▶ **SET EXERCISE 1**
In the mailing-list reply about kfree_rcu_nolock(), what does kfree_rcu_nolock() fall back to when the sheaves path fails?
▶ **SET EXERCISE 2**
Pick up the mailing-list reply about kfree_rcu_nolock() right after its last line and keep it going.
--- start of EXTRACT PROVIDED ---
Linux-mm Archive on lore.kernel.org
 help / color / mirror / Atom feed
* Re: [PATCH for-next v3 7/9] mm/slab: introduce kfree_rcu_nolock()
@ 2026-06-24  9:22 hu.shengming
  2026-06-25  5:40 ` Harry Yoo
  0 siblings, 1 reply; 8+ messages in thread
From: hu.shengming @ 2026-06-24  9:22 UTC (permalink / raw)
  To: harry
  Cc: vbabka, hao.li, cl, rientjes, roman.gushchin, linux-mm,
	linux-kernel, zhang.run, cai.qu

Harry wrote:
> Currently, k[v]free_rcu() cannot be called in unknown context since
> it could lead to a deadlock when called in the middle of k[v]free_rcu().
> 
> Make users' lives easier by introducing kfree_rcu_nolock() variant,
> now that kfree_rcu_sheaf() is available on PREEMPT_RT and
> __kfree_rcu_sheaf() handles unknown context.
> 
> Unlike k[v]free_rcu(), kfree_rcu_nolock() does not fall back to
> the kvfree_rcu batching when the sheaves path fails, and falls back to
> defer_kfree_rcu() instead. In most cases, the sheaves path is expected
> to succeed and it's unnecessary to add complexity to the existing
> kvfree_rcu batching.
> 
> Since defer_kfree_rcu() can be called on caches without sheaves, move
> deferred_work_barrier() and rcu_barrier() outside the branch in
> kvfree_rcu_barrier_on_cache().
> 
> Signed-off-by: Harry Yoo (Oracle) <harry@kernel.org>

Hi Harry,

Thanks for the series. These patches fill a clear functional gap in the
existing free APIs by adding an RCU-deferred free interface for contexts
where kfree_rcu() cannot safely be used.

> ---
>  include/linux/rcupdate.h | 12 ++++++++++++
>  mm/slab.h                |  1 +
>  mm/slab_common.c         | 22 ++++++++++++++++++++--
>  mm/slub.c                | 23 ++++++++++++++++++++++-
>  4 files changed, 55 insertions(+), 3 deletions(-)
> 
> diff --git a/include/linux/rcupdate.h b/include/linux/rcupdate.h
> index 5e95acc33989..3025249bfcb5 100644
> --- a/include/linux/rcupdate.h
> +++ b/include/linux/rcupdate.h
> @@ -1099,6 +1099,7 @@ static inline void rcu_read_unlock_migrate(void)
--- end of EXTRACT PROVIDED ---
--- start of EXCERPTED RECORDS ---
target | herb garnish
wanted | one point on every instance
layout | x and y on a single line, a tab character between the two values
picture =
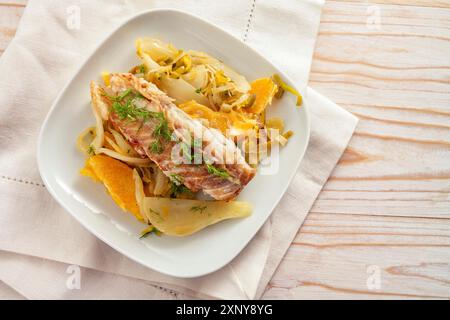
217	171
162	129
177	189
198	209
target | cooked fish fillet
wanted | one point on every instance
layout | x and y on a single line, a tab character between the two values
141	135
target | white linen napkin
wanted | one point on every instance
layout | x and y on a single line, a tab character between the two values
39	239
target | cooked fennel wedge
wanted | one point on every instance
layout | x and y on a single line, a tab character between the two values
182	217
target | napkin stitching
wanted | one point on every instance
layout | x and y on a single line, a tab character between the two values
11	179
249	21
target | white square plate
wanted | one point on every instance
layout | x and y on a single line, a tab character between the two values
60	162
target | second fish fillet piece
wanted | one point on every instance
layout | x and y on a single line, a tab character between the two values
222	181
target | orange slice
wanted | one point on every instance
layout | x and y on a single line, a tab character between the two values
118	180
264	89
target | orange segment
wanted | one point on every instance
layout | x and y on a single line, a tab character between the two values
264	89
118	180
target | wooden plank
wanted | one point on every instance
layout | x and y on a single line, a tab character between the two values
331	255
402	96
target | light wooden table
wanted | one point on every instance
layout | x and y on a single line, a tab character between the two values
386	208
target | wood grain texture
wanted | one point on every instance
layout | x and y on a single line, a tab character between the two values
387	203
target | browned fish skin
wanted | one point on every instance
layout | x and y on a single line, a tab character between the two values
195	176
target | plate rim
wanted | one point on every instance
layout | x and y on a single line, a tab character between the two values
62	92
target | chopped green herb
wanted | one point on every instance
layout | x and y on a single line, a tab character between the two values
198	209
120	97
177	189
217	171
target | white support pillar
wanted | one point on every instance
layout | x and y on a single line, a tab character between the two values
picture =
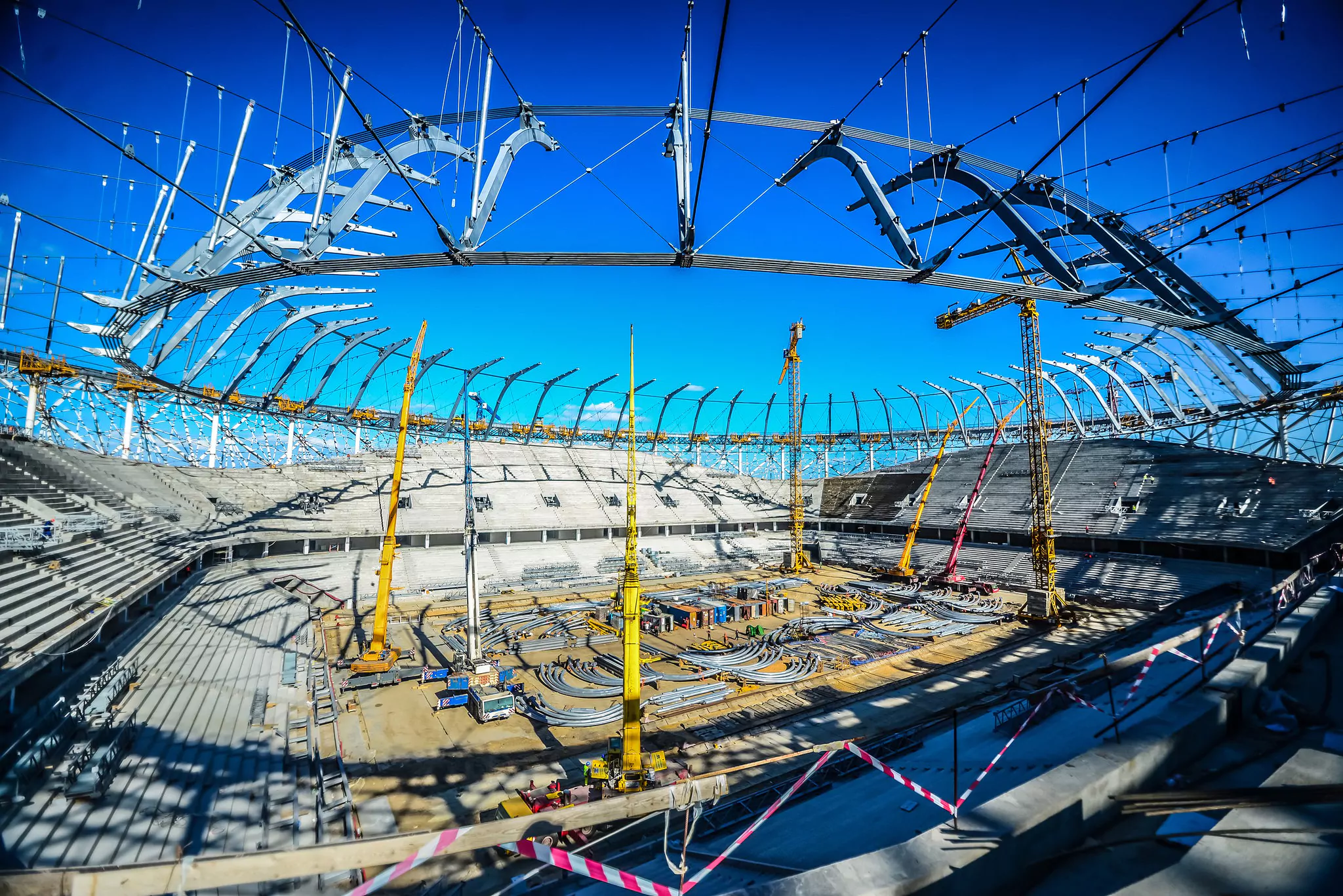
30	421
125	429
214	440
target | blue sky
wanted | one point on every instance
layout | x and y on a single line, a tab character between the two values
986	61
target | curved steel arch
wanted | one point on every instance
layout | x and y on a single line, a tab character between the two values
355	341
325	330
383	354
1100	399
1119	381
353	156
300	315
1121	357
1138	341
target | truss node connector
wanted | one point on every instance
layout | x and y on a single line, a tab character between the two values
129	383
34	364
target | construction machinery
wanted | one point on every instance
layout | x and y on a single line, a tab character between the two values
797	560
948	575
626	768
382	656
906	570
474	659
1045	601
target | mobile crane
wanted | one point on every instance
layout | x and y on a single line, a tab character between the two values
382	656
1047	601
797	560
948	575
906	570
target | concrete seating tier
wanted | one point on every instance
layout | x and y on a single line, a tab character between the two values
1111	488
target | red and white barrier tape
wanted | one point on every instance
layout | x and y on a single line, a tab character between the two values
1011	742
1076	699
759	821
589	868
1217	623
433	848
894	775
1184	656
1142	673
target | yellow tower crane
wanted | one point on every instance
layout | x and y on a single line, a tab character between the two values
907	555
382	656
797	560
631	761
1048	600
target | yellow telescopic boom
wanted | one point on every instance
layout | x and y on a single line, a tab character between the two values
792	370
380	656
631	765
907	555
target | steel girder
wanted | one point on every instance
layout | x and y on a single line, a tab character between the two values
297	316
578	418
325	330
546	390
351	344
383	354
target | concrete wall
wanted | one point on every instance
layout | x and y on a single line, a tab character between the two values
1056	810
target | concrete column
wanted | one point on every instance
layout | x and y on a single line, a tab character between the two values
30	421
125	429
214	440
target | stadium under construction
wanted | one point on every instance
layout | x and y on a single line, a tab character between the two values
297	601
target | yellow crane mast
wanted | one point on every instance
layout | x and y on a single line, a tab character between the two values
907	555
797	560
380	656
631	768
1049	600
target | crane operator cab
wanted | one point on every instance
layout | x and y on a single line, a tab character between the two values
489	704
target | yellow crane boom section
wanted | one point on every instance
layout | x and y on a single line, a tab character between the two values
380	656
631	765
907	555
793	371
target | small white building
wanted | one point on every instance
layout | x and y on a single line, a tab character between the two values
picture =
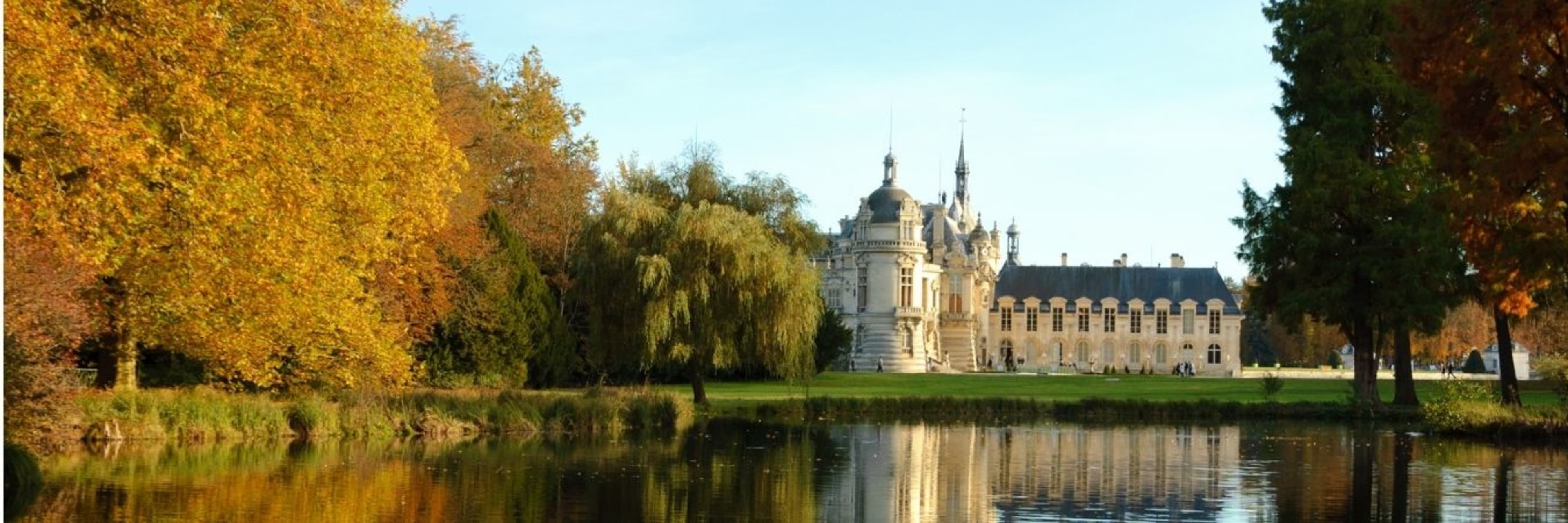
1521	360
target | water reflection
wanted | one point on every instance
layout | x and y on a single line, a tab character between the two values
730	470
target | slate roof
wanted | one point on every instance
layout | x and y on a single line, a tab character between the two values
885	203
1122	283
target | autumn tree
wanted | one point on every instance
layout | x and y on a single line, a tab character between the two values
1499	78
48	313
1349	238
678	271
233	172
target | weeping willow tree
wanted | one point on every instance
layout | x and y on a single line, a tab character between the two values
679	277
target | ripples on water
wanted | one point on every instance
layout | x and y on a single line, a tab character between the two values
730	470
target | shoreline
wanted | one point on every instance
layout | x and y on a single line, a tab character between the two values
209	415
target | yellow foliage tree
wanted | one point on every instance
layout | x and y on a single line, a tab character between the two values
234	173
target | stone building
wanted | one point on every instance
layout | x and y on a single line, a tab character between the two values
926	288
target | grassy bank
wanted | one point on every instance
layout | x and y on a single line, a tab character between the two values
196	415
1017	411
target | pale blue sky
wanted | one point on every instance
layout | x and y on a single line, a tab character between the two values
1105	128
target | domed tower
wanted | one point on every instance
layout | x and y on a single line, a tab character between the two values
890	262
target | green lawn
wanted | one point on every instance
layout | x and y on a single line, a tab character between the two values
1059	389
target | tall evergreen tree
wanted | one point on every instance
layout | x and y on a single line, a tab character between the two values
1349	238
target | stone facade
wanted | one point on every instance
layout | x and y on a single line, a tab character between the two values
913	282
926	288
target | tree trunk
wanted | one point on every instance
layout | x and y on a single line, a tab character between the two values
126	365
1506	379
695	371
1360	337
1404	379
118	357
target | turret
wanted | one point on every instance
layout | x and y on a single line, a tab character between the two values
1012	244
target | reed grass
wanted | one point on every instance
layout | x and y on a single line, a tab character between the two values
201	413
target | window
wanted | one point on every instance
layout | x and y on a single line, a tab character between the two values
905	286
956	302
860	297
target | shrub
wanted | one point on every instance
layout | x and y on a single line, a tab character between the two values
1271	385
1474	365
313	417
1457	401
1555	370
22	480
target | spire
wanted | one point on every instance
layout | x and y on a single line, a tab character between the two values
890	169
963	165
1012	242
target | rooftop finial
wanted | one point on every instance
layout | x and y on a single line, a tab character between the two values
962	194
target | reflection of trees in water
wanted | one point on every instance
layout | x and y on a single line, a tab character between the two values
733	470
1329	472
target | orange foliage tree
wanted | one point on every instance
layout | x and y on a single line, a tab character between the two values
1499	79
234	173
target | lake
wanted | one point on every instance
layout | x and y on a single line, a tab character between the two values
737	470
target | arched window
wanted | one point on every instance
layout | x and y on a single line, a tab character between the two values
905	286
862	294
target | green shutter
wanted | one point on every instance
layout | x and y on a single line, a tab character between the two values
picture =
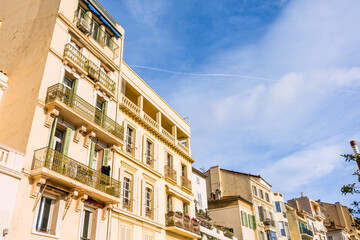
52	133
106	153
67	141
254	222
92	150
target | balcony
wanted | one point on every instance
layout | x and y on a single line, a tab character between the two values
170	173
62	169
84	22
269	222
182	225
185	183
90	68
74	108
306	232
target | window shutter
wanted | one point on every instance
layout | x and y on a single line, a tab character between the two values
155	203
135	194
67	141
156	156
137	145
92	150
52	132
106	153
254	222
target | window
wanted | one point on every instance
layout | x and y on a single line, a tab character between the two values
169	161
254	191
168	203
277	207
183	170
130	140
47	214
88	223
125	233
261	194
148	209
185	209
199	202
44	215
58	140
148	152
267	197
148	236
126	193
282	228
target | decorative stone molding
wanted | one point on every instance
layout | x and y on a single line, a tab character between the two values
105	211
50	115
88	138
79	132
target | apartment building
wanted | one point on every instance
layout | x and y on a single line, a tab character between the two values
256	216
208	228
312	214
280	216
339	221
104	156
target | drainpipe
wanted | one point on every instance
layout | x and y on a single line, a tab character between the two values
356	151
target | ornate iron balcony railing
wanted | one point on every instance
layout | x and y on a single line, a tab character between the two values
68	167
90	67
83	108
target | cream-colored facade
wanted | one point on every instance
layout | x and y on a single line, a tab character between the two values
223	183
339	221
104	156
314	216
282	223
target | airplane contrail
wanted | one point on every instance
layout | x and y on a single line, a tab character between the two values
203	74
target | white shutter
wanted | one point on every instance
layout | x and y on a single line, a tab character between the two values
135	194
156	197
143	198
156	156
143	150
137	145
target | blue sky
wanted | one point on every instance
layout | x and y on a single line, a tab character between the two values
275	88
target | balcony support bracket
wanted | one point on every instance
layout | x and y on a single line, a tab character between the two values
88	138
80	202
80	131
50	115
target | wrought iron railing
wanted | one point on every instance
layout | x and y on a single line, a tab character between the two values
175	219
66	166
85	23
183	148
185	182
85	109
90	67
306	231
168	135
170	173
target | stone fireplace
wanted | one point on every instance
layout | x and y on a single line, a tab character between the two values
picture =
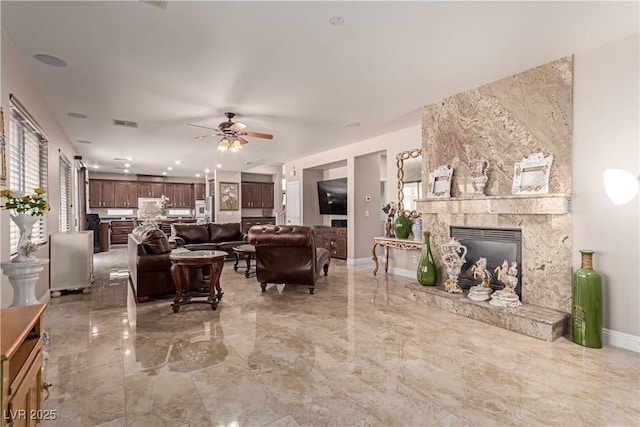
496	245
504	122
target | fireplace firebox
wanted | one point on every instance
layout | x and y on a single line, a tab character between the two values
496	245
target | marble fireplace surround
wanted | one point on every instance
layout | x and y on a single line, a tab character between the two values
503	122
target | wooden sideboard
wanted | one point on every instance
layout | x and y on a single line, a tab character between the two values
333	239
21	366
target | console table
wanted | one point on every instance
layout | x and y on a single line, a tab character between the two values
391	242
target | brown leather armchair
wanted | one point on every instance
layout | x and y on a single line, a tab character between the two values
288	254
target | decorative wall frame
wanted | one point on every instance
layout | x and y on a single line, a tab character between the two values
400	159
229	196
440	183
531	175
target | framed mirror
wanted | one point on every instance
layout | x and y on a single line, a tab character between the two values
409	165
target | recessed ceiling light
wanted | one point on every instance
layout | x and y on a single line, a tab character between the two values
336	21
50	60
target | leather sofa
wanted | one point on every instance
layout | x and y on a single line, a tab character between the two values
288	254
149	264
210	236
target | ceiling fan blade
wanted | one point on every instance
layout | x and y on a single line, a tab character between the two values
237	127
258	135
198	126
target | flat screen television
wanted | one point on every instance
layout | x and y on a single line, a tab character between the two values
332	196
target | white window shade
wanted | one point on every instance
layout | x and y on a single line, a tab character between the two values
27	165
64	219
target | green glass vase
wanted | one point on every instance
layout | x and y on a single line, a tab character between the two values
586	310
402	226
427	273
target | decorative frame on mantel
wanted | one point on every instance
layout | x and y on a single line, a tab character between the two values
531	175
440	183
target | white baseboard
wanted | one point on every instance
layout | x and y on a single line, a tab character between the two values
360	261
402	272
44	299
621	340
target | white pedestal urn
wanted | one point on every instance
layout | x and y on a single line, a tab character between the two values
23	277
24	269
26	249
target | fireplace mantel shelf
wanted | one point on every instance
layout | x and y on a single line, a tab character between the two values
544	204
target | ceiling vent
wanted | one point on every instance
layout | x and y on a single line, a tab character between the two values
125	123
157	3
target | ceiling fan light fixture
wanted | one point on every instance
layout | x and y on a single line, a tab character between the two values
224	144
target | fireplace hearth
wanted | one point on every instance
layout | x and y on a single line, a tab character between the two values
497	246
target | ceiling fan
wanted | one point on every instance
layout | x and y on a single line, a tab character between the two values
231	134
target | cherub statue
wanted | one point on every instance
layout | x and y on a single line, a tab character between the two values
512	277
502	271
479	271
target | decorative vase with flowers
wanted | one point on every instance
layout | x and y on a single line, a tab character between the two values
25	212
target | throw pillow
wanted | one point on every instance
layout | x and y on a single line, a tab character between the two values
156	242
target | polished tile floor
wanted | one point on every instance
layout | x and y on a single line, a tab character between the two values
356	353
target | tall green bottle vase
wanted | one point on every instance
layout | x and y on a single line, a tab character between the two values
427	272
586	310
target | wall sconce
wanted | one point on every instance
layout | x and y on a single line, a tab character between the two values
621	186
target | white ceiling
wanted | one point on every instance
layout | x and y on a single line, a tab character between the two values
281	66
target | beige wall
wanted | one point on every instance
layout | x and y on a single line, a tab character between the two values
366	185
16	80
606	135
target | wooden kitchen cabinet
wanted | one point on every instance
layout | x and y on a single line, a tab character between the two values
151	189
101	193
180	195
120	229
21	366
257	195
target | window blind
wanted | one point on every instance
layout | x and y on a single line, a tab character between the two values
64	218
27	165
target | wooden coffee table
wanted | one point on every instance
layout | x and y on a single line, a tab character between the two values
182	263
246	252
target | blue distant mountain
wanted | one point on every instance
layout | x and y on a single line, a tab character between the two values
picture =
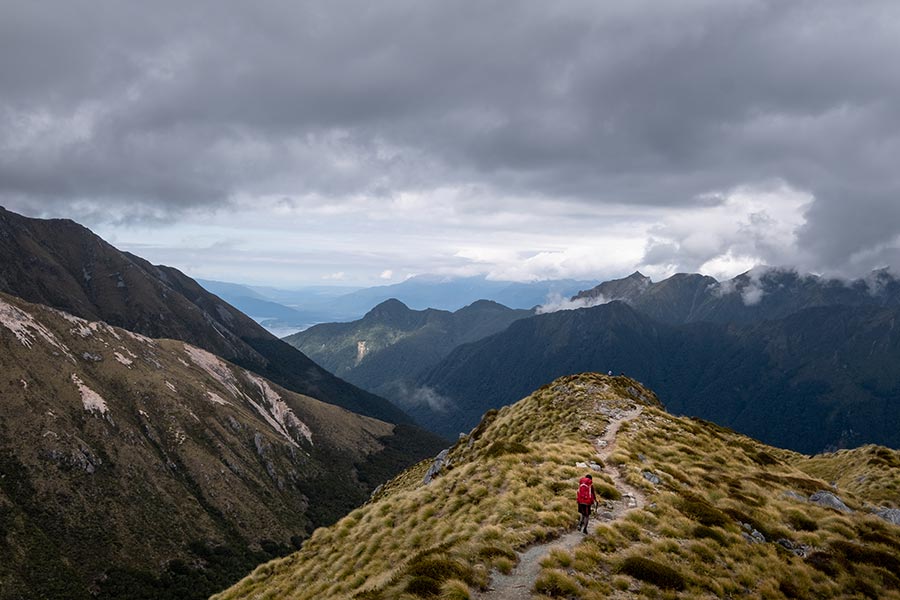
--- end of EXCERPTED RECORDS ---
▶ **WRITTEN ANSWER 1**
It falls back to defer_kfree_rcu().

▶ **WRITTEN ANSWER 2**
>   * In mm/slab_common.c, no suitable header to include here.
>   */
>  void kvfree_call_rcu(struct rcu_head *head, void *ptr);
> +void kfree_call_rcu_nolock(struct rcu_head *head, void *ptr);
>  
>  /*
>   * The BUILD_BUG_ON() makes sure the rcu_head offset can be handled. See the
> @@ -1122,6 +1123,17 @@ do {								\
>  		kvfree_call_rcu(NULL, (void *) (___p));		\
>  } while (0)
>  
> +/* kfree_rcu_nolock() supports 2-arg variant only */
> +#define kfree_rcu_nolock(ptr, krhf)					\
> +do {									\
> +	typeof (ptr) ___p = (ptr);					\
> +									\
> +	if (___p) {							\
> +		BUILD_BUG_ON(offsetof(typeof(*(ptr)), krhf) >= 4096);	\
> +		kfree_call_rcu_nolock(&((___p)->krhf), (void *) (___p));\
> +	}								\
> +} while (0)
> +
>  /*
>   * Place this after a lock-acquisition primitive to guarantee that
>   * an UNLOCK+LOCK pair acts as a full barrier.  This guarantee applies
> diff --git a/mm/slab.h b/mm/slab.h
> index 961581e35ec8..a493c5201e96 100644
> --- a/mm/slab.h
> +++ b/mm/slab.h
> @@ -745,6 +745,7 @@ void __check_heap_object(const void *ptr, unsigned long n,
>  			 const struct slab *slab, bool to_user);
>  
>  void deferred_work_barrier(void);
> +void defer_kfree_rcu(struct rcu_head *head);
>  
>  static inline bool slub_debug_orig_size(struct kmem_cache *s)
>  {
> diff --git a/mm/slab_common.c b/mm/slab_common.c
> index 807924a94fb0..5a39e6225160 100644
> --- a/mm/slab_common.c
> +++ b/mm/slab_common.c
> @@ -1263,6 +1263,23 @@ EXPORT_TRACEPOINT_SYMBOL(kmem_cache_alloc);
>  EXPORT_TRACEPOINT_SYMBOL(kfree);
>  EXPORT_TRACEPOINT_SYMBOL(kmem_cache_free);
>  
> +void kfree_call_rcu_nolock(struct rcu_head *head, void *ptr)
> +{
> +	struct slab *slab;
> +	struct kmem_cache *s;
> +
> +	VM_WARN_ON_ONCE(is_vmalloc_addr(ptr) || !virt_to_slab(ptr));
> +
> +	slab = virt_to_slab(ptr);
> +	s = slab->slab_cache;
> +
> +	if (__kfree_rcu_sheaf(s, ptr, /* allow_spin = */ false))
> +		return;
> +

One consistency issue to address here: kfree_rcu_sheaf() only calls
__kfree_rcu_sheaf() for objects belonging to the local NUMA node. This
avoids filling a CPU's per-CPU sheaves with objects from remote slabs.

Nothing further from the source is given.